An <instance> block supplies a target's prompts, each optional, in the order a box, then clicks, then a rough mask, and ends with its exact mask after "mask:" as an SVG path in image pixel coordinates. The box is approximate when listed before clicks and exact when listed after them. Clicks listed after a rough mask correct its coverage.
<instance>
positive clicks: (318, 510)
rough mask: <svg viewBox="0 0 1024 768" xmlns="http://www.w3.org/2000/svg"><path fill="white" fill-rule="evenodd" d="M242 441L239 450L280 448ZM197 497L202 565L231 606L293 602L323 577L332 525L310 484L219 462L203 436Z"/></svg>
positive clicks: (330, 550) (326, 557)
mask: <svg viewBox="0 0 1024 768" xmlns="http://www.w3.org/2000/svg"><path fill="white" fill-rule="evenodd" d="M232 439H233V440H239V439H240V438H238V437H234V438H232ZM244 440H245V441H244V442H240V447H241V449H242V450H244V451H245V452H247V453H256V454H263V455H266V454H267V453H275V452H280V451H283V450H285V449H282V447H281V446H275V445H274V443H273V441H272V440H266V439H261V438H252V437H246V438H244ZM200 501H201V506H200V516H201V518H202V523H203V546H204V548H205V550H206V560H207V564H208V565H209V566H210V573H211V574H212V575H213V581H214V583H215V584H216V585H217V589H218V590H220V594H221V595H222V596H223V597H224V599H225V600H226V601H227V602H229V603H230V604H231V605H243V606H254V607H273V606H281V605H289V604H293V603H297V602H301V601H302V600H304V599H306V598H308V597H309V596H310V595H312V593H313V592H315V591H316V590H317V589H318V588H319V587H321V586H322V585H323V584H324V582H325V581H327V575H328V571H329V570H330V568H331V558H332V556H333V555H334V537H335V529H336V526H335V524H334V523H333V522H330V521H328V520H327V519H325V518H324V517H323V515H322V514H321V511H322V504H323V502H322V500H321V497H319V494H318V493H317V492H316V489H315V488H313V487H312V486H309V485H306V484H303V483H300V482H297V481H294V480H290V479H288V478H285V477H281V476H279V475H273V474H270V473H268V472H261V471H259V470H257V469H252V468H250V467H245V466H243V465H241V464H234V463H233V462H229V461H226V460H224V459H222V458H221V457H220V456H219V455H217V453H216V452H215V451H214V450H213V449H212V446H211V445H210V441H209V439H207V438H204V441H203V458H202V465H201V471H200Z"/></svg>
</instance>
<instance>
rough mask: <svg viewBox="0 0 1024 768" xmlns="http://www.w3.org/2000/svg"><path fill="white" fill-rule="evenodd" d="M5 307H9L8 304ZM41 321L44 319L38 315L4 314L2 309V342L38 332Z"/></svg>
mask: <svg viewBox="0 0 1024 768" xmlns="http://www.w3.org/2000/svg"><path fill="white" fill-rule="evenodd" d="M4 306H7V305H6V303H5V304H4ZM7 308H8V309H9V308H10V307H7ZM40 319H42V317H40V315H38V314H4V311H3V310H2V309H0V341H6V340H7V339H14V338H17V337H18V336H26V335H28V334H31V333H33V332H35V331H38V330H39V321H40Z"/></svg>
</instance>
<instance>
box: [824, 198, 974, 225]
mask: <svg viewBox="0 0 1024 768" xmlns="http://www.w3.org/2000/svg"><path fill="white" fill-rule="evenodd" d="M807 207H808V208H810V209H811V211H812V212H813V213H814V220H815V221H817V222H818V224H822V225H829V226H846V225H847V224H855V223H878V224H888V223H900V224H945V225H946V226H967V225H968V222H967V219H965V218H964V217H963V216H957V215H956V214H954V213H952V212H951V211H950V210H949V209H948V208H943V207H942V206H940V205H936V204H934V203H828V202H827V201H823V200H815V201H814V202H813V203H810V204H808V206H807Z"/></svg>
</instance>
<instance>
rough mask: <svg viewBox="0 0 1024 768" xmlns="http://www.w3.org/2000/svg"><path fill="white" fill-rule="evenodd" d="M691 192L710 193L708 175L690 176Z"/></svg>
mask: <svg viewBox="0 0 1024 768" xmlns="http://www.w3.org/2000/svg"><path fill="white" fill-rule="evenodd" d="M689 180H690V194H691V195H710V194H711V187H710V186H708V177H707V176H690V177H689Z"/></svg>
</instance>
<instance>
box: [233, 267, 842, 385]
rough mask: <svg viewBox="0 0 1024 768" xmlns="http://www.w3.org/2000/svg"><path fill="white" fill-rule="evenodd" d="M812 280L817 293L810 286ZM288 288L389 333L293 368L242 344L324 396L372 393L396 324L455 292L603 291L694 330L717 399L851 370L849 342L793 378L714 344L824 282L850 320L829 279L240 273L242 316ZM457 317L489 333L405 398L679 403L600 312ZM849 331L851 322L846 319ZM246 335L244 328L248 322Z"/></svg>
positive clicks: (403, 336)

#####

- Task brief
Taking the entries above, write out exactly the lines starting with the line containing "positive clicks: (318, 510)" and going on through the line containing "441L239 450L280 448ZM197", both included, and nothing else.

- Answer section
positive clicks: (318, 510)
rough mask: <svg viewBox="0 0 1024 768" xmlns="http://www.w3.org/2000/svg"><path fill="white" fill-rule="evenodd" d="M242 441L239 450L280 448ZM197 497L202 565L231 606L293 602L323 577L332 525L310 484L219 462L203 436Z"/></svg>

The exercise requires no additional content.